Start of Entries provided

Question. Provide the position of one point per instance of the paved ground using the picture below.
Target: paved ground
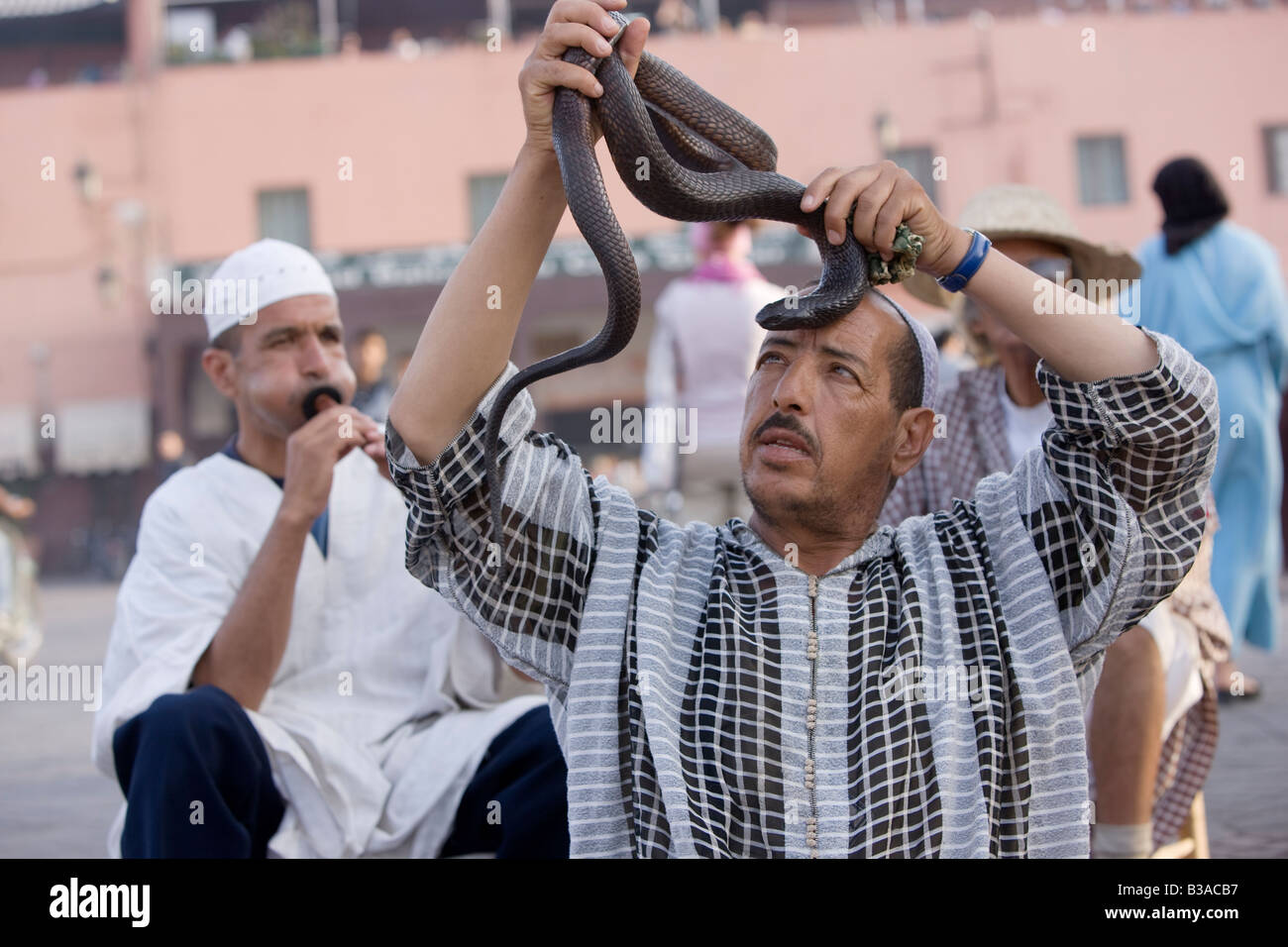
(55, 804)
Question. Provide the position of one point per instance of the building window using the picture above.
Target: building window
(484, 191)
(1276, 158)
(284, 215)
(919, 162)
(1102, 169)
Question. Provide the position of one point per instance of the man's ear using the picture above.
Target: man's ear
(220, 368)
(915, 431)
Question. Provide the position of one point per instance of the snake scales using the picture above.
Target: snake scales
(702, 161)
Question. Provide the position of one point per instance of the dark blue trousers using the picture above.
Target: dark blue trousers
(198, 785)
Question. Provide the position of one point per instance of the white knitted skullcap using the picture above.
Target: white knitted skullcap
(266, 272)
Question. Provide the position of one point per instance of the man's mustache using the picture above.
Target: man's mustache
(793, 424)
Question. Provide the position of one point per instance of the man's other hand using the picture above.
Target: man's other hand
(884, 196)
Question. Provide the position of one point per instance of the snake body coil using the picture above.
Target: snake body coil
(687, 157)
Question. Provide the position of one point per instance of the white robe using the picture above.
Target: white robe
(385, 698)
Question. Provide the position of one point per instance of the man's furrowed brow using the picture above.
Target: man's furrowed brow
(780, 341)
(279, 333)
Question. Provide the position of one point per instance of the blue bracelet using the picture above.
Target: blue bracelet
(971, 262)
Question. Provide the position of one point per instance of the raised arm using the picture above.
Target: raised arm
(467, 341)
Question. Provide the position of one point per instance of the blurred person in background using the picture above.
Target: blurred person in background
(271, 659)
(725, 689)
(702, 352)
(374, 390)
(1218, 289)
(20, 626)
(1151, 725)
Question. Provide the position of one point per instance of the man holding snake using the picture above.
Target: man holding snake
(760, 688)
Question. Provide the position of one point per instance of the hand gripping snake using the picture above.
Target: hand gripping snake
(700, 159)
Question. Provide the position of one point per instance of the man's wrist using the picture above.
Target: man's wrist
(292, 518)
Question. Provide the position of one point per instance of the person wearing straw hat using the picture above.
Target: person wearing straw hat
(1153, 722)
(1218, 289)
(807, 684)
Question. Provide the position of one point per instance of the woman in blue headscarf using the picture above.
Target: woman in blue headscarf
(1216, 287)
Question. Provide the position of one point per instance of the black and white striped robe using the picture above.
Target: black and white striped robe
(925, 697)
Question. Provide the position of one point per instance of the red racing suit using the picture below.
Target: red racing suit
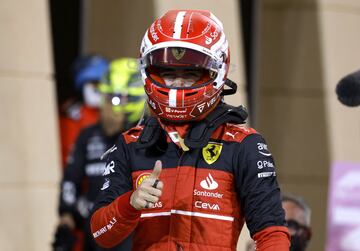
(207, 195)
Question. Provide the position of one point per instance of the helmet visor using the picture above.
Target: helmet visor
(180, 57)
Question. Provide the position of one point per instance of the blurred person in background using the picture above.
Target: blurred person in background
(121, 106)
(297, 215)
(193, 173)
(77, 113)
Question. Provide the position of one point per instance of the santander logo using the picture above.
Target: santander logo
(209, 183)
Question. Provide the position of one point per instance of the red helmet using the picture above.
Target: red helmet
(185, 39)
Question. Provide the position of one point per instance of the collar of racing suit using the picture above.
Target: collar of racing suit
(194, 135)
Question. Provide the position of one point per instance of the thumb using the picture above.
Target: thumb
(157, 170)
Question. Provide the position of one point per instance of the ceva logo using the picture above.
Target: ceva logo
(205, 205)
(209, 183)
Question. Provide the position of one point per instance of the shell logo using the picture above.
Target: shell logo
(141, 178)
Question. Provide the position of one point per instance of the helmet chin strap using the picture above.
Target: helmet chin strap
(232, 90)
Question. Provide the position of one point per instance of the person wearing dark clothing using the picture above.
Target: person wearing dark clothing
(121, 107)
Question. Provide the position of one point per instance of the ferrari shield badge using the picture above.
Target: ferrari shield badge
(178, 53)
(211, 152)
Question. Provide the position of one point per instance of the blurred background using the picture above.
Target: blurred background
(287, 57)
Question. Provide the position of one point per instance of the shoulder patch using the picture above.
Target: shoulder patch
(133, 134)
(236, 132)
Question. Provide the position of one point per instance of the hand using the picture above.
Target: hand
(149, 191)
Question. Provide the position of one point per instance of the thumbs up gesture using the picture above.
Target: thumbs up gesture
(150, 190)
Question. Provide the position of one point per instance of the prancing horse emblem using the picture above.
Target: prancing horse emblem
(178, 53)
(211, 152)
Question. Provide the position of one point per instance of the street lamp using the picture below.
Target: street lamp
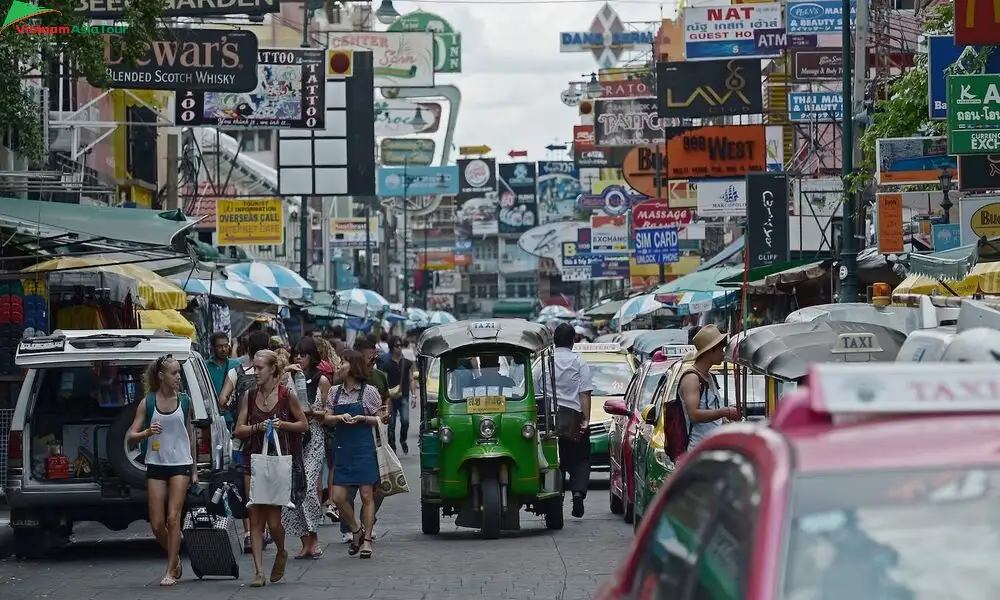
(945, 180)
(387, 13)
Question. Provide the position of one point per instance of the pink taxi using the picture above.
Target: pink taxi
(872, 482)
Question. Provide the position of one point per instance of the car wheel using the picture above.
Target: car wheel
(124, 459)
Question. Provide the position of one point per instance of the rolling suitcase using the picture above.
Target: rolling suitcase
(212, 544)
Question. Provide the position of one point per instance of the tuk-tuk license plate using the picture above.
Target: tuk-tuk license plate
(486, 404)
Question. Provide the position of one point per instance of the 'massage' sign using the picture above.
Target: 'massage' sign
(211, 60)
(110, 9)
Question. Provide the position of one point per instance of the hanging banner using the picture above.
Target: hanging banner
(290, 94)
(715, 32)
(518, 202)
(767, 236)
(558, 189)
(477, 200)
(608, 234)
(250, 222)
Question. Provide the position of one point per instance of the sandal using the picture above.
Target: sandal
(278, 570)
(355, 546)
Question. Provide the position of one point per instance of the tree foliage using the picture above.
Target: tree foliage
(904, 112)
(25, 55)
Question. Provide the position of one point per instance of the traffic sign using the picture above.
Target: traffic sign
(973, 114)
(471, 150)
(657, 246)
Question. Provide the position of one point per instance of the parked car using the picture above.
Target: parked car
(838, 498)
(626, 419)
(76, 406)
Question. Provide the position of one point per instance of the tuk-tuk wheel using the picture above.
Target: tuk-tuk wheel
(492, 511)
(430, 518)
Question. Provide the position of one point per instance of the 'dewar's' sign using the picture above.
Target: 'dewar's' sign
(210, 60)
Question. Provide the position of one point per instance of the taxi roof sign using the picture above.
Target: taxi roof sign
(901, 388)
(602, 347)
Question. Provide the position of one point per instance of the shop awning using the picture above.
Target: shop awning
(134, 226)
(725, 254)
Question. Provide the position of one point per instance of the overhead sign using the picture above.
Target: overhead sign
(818, 65)
(400, 59)
(815, 107)
(250, 222)
(913, 160)
(606, 39)
(290, 94)
(447, 41)
(973, 114)
(714, 32)
(945, 57)
(767, 239)
(657, 246)
(417, 181)
(115, 9)
(818, 16)
(402, 117)
(195, 59)
(715, 151)
(712, 89)
(396, 152)
(977, 22)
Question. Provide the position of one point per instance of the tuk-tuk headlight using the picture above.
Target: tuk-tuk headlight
(487, 428)
(445, 435)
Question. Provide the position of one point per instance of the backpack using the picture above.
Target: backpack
(675, 424)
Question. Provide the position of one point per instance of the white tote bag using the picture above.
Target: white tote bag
(271, 476)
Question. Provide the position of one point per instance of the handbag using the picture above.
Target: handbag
(391, 479)
(271, 476)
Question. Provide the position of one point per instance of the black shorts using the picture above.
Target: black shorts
(166, 472)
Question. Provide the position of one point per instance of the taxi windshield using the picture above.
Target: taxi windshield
(487, 374)
(878, 535)
(609, 378)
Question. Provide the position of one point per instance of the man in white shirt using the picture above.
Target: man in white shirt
(573, 388)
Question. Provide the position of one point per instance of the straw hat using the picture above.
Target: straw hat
(707, 339)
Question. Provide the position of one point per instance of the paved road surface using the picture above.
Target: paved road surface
(456, 565)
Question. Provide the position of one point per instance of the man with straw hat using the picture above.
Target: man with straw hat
(703, 405)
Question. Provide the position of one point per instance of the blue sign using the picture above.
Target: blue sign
(657, 246)
(942, 53)
(947, 237)
(818, 16)
(815, 107)
(416, 181)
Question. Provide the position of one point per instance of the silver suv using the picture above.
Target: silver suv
(68, 460)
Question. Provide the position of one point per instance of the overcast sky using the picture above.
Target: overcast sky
(513, 71)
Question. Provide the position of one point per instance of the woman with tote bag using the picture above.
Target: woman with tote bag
(271, 423)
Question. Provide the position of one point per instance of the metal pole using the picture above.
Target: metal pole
(304, 205)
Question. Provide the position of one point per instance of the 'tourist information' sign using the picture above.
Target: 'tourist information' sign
(974, 114)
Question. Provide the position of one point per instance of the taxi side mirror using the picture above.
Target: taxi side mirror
(649, 415)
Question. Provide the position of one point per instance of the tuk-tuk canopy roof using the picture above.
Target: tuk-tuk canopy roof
(439, 340)
(786, 350)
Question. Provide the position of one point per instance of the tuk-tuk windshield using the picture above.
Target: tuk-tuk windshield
(493, 374)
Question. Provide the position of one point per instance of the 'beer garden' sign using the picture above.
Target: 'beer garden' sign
(973, 114)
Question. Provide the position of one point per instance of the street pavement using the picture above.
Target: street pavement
(455, 565)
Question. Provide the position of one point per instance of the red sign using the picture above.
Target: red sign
(977, 22)
(657, 213)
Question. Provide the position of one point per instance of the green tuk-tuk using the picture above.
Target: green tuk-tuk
(488, 444)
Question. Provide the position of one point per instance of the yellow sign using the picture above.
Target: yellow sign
(486, 404)
(470, 150)
(253, 221)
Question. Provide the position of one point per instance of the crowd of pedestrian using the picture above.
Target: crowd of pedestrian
(323, 403)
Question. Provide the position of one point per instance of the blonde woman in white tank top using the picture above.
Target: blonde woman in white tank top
(163, 426)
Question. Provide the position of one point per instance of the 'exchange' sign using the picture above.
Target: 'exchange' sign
(973, 114)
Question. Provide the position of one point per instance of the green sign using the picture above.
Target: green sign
(973, 114)
(447, 41)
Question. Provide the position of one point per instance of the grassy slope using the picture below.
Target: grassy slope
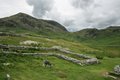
(26, 68)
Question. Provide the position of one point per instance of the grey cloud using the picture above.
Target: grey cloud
(82, 3)
(86, 13)
(40, 7)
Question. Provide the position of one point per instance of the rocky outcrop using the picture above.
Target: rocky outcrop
(10, 34)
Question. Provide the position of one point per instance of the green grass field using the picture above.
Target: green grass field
(31, 68)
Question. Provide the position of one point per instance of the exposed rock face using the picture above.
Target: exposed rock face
(117, 69)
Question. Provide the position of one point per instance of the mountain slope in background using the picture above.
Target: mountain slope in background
(105, 39)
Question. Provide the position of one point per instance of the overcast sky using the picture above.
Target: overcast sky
(73, 14)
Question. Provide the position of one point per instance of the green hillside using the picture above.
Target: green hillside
(25, 42)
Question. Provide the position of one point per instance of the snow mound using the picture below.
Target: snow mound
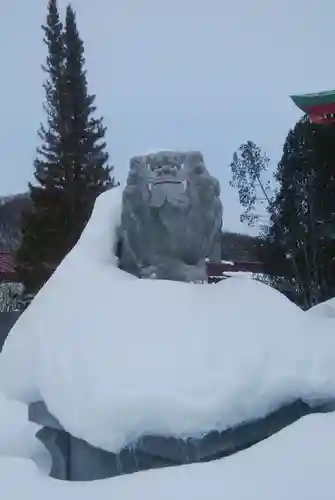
(115, 357)
(297, 463)
(324, 309)
(17, 435)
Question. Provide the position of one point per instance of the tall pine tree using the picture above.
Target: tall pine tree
(71, 168)
(302, 213)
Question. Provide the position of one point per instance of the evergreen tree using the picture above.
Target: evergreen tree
(298, 246)
(71, 167)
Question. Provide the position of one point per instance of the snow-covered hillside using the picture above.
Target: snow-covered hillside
(115, 358)
(295, 464)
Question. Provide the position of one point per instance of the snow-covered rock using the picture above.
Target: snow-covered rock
(115, 357)
(297, 463)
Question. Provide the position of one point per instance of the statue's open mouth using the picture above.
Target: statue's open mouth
(167, 181)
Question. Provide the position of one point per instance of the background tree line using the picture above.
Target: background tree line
(297, 238)
(71, 167)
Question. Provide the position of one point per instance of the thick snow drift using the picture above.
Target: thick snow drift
(115, 357)
(324, 309)
(297, 463)
(17, 435)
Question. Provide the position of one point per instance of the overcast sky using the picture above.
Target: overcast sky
(201, 74)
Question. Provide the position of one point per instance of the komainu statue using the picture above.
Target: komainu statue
(171, 217)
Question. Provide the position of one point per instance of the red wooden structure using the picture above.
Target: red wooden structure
(215, 272)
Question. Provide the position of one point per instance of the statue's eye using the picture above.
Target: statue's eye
(199, 169)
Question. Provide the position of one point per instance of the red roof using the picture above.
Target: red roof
(7, 263)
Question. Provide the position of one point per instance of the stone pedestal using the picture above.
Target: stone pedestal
(76, 460)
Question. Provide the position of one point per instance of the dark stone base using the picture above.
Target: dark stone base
(75, 460)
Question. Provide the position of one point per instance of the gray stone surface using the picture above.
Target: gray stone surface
(75, 460)
(7, 321)
(171, 217)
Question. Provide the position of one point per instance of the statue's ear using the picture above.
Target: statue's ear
(137, 169)
(136, 163)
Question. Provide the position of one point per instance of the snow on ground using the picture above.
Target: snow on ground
(295, 464)
(17, 435)
(115, 357)
(324, 309)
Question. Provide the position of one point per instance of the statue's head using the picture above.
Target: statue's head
(171, 212)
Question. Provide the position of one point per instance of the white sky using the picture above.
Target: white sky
(204, 74)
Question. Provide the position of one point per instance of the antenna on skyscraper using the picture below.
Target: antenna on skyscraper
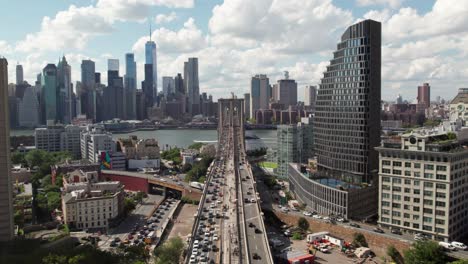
(150, 29)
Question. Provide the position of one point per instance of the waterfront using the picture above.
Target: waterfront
(185, 137)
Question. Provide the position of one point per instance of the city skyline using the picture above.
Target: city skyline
(186, 29)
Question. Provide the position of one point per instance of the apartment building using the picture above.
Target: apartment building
(423, 183)
(89, 204)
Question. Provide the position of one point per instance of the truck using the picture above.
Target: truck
(197, 185)
(150, 237)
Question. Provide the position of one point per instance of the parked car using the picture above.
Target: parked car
(446, 246)
(306, 213)
(459, 245)
(378, 230)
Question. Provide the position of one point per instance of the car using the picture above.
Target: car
(306, 213)
(459, 245)
(378, 230)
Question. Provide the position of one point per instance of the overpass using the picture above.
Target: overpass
(241, 230)
(148, 183)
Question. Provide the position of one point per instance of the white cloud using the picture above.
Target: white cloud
(165, 18)
(286, 26)
(71, 29)
(188, 39)
(391, 3)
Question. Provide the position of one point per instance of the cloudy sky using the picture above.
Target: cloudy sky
(423, 40)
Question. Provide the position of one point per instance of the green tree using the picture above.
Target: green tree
(359, 240)
(427, 252)
(303, 224)
(393, 253)
(18, 158)
(170, 251)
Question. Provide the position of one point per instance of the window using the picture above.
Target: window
(428, 175)
(427, 211)
(440, 212)
(427, 219)
(428, 184)
(428, 193)
(427, 228)
(428, 166)
(427, 202)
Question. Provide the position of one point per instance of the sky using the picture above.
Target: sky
(422, 40)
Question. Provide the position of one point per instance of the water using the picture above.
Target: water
(185, 137)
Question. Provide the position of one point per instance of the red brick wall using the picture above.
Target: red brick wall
(131, 183)
(377, 243)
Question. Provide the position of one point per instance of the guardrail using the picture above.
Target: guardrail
(240, 202)
(267, 243)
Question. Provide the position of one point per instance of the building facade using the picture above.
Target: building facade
(422, 185)
(424, 95)
(347, 115)
(260, 93)
(6, 194)
(88, 204)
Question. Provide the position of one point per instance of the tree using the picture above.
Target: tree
(170, 251)
(427, 252)
(393, 253)
(359, 240)
(303, 224)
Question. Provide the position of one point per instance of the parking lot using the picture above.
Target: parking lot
(143, 226)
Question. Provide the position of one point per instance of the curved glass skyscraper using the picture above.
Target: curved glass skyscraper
(347, 117)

End of Entries provided

Please express the records from the start through the line that contains "(1151, 725)" as a JSON list of strings, one string per line with blank lines left out and both ends included. Leave the pictures out of the answer.

[
  "Question. Provide the position of one point per instance of the paved ground using the picture below.",
  "Target: paved ground",
  "(55, 804)",
  "Question. Provide the position of one point per instance of the building window using the picture above.",
  "Target: building window",
  "(484, 191)",
  "(1276, 158)",
  "(284, 215)",
  "(919, 162)",
  "(1102, 169)",
  "Question. Provide the position of one point per instance of the man's ear using the picture above.",
  "Target: man's ear",
  "(220, 368)",
  "(915, 431)",
  "Question. Provide the position of one point per instance of the snake scales using the picture above.",
  "Target: snake scales",
  "(702, 161)",
  "Question. Provide the position of one point per instance of the dark blue trousers using the picture above.",
  "Target: dark blue trousers",
  "(198, 785)",
  "Question. Provide the position of one point per instance of the white knitted skullcap using the picture above.",
  "Target: white knitted skullcap",
  "(266, 272)",
  "Question. Provide the position of one point per instance of the man's mustache using the picture above.",
  "Target: man's mustache",
  "(793, 424)",
  "Question. Provide the position of one point per instance of the man's other hand using the picture above.",
  "Target: man's other hand",
  "(884, 196)",
  "Question. Provide the position of one point per instance of the snake body coil using the picture above.",
  "Target: snake body coil",
  "(687, 157)",
  "Question. Provide the position of one point per instance of the white robe using the picture above.",
  "Target: white robe",
  "(385, 698)",
  "Question. Provide the position of one point per instance of the man's furrowed brow using the picture above.",
  "Target: man's furrowed brow",
  "(780, 341)",
  "(279, 333)",
  "Question. Provide the position of one point per instance of the blue bracelet using the picture above.",
  "Target: blue bracelet",
  "(971, 262)",
  "Question. Provide the position of one point per instance of the raised arm using the picture above.",
  "Target: raised arm",
  "(467, 341)",
  "Question. Provide the position of one point per instance of the blurred person in background using the picture above.",
  "Target: blurred person in background",
  "(271, 659)",
  "(725, 689)",
  "(702, 352)",
  "(374, 390)",
  "(1218, 289)",
  "(20, 626)",
  "(1151, 725)"
]